# [EXERCISE BRIEF]
Report each line of the data below that contains the string "microphone", reproducing every such line in full.

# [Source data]
• • •

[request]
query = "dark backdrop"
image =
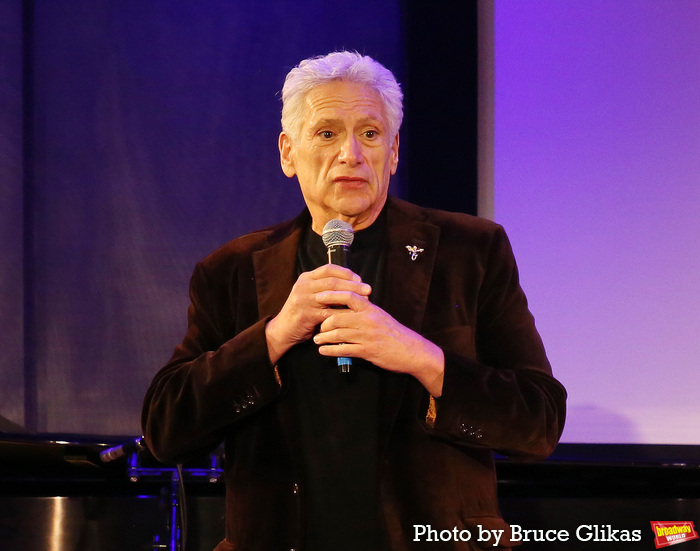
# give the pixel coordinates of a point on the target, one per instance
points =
(136, 137)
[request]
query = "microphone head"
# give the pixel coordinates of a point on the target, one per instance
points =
(337, 232)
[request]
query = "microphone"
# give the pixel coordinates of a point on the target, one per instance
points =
(112, 454)
(337, 237)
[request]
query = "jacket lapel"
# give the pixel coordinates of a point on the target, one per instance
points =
(407, 276)
(275, 267)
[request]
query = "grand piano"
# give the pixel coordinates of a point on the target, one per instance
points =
(57, 493)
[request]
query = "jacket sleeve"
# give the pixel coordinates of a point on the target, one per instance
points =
(505, 398)
(216, 377)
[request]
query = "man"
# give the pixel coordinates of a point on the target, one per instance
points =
(447, 364)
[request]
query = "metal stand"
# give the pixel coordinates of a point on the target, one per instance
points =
(176, 476)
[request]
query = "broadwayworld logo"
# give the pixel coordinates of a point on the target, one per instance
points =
(672, 533)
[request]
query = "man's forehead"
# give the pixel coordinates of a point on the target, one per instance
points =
(336, 101)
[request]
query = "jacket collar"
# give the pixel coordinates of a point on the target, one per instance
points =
(406, 281)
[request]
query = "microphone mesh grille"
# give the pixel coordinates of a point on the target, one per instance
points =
(337, 232)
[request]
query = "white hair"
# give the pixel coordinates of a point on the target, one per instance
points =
(348, 67)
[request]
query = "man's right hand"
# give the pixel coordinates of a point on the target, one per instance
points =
(302, 313)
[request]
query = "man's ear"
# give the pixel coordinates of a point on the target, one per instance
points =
(286, 158)
(394, 160)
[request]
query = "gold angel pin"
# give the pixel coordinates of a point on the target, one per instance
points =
(413, 251)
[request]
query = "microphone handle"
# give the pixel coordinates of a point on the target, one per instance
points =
(338, 255)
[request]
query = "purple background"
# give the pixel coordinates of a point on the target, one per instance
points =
(597, 180)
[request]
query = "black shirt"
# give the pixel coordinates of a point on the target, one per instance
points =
(338, 416)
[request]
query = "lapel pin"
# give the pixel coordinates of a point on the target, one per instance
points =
(413, 251)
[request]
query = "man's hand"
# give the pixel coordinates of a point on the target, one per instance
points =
(366, 331)
(302, 313)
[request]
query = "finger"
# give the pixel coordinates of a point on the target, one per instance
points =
(333, 270)
(340, 350)
(356, 301)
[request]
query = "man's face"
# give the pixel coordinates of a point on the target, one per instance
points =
(343, 156)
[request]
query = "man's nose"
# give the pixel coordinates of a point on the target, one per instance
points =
(350, 150)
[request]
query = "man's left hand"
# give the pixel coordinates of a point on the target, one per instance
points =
(366, 331)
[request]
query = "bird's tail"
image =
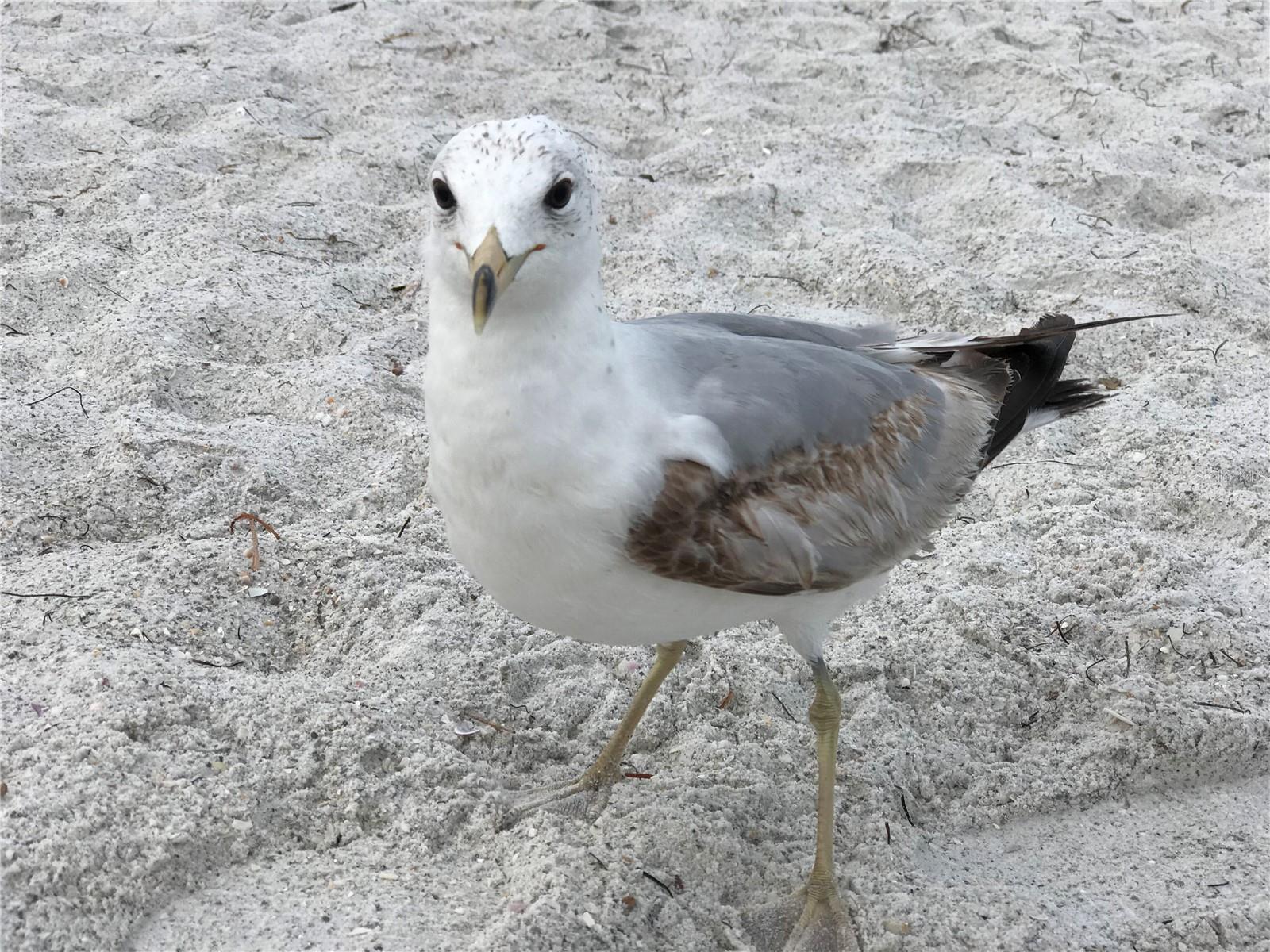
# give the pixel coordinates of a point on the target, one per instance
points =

• • •

# [FULL SOLUTION]
query = "microphone head"
query = "microphone"
query = "microphone mesh grille"
query = "microphone handle"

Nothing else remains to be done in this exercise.